TASK BRIEF: Restate the full listing word for word and leave the pictures out.

___

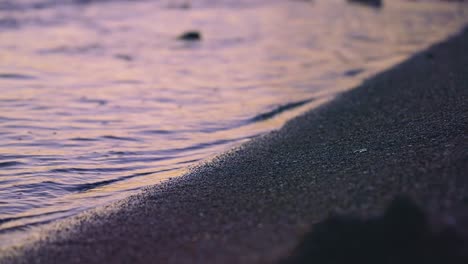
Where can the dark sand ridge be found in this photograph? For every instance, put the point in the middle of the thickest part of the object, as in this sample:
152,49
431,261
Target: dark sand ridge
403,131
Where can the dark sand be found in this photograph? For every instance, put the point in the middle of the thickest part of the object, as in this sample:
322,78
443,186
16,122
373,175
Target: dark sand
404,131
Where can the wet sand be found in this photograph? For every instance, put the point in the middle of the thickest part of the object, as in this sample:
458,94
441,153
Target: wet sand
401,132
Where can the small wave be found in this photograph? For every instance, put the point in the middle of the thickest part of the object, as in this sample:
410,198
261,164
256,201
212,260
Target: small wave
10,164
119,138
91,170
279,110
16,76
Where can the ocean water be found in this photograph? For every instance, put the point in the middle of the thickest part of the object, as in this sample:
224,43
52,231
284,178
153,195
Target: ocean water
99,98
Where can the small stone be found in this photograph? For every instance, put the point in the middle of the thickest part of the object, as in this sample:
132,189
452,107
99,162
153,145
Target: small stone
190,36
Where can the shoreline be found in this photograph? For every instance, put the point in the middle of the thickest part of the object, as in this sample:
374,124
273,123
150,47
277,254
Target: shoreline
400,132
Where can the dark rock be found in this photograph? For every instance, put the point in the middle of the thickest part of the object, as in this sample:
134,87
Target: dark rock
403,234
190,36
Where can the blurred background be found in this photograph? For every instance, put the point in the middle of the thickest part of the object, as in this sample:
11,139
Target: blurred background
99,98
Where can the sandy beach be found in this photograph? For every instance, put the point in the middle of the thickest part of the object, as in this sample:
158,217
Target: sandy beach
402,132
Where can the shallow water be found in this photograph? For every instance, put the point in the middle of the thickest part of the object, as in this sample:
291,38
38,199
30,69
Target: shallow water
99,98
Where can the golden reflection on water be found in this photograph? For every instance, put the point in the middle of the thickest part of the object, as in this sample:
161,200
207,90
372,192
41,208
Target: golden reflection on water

___

SOLUTION BELOW:
Where can the dark sand ridge be found in this photograph? For every instance, put the point in the middle of the thickest part of the object, as in this sample:
152,49
431,261
Target: dark sand ridge
403,131
Where can the dark sand be found in this photograph? For every instance, put the point in the middle of the thickest part of the object, as in this sample:
322,78
443,186
16,122
373,175
Target: dark sand
404,131
Where can the wet sand be found in this photograph? For every instance, put the point in the middle of the thickest part of the object, as in this sample:
458,94
441,153
Target: wet sand
401,132
Where can the small wave be found in this photograph? For every instance, put the point in the middle of the thickest part of the object, as in this sample:
410,198
261,164
256,201
212,260
Target: small wave
10,164
119,138
91,170
279,110
16,76
Where can the ocean water be found in this photograph? For every instance, put the point in the middle of the thickest part of the object, as in this sample:
224,43
52,231
284,178
153,195
Target: ocean water
99,98
Where can the small stone be found in this photograph? For every instance, put the point in the middle of the thickest part of the object, as in this sample:
132,189
452,107
99,162
153,145
Target: small stone
190,36
Where can the shoreline be found in this photograph? For every instance, put the point in the middle of the thickest part of the object, as in this sample:
374,124
273,123
150,47
277,254
Target: shoreline
400,132
Where can the dark rock be found in this photograph? For every instance, put the point in the middle of the thickest part of the object, as in this sample:
134,87
Target: dark rock
403,234
190,36
Where can the blurred background be found in this photograph? For every instance, put the point in the middle of the thickest part of the object, as in this sample:
11,139
Target: blurred background
99,98
Where can the sandy beach be found in this photograph? For every instance, put the point in the middle of the thickest part of the object, as in this sample:
158,217
Target: sandy beach
402,132
Where can the shallow water be found in this photograph? For every instance, put the point in the middle of the thickest part of the object, as in this sample:
291,38
38,199
30,69
Target: shallow water
99,98
Where can the golden reflection on water be found in this photograph? For every instance, put the point in the middle of the thickest part of the object, as in this sample:
161,200
207,90
372,192
41,208
Target: golden reflection on water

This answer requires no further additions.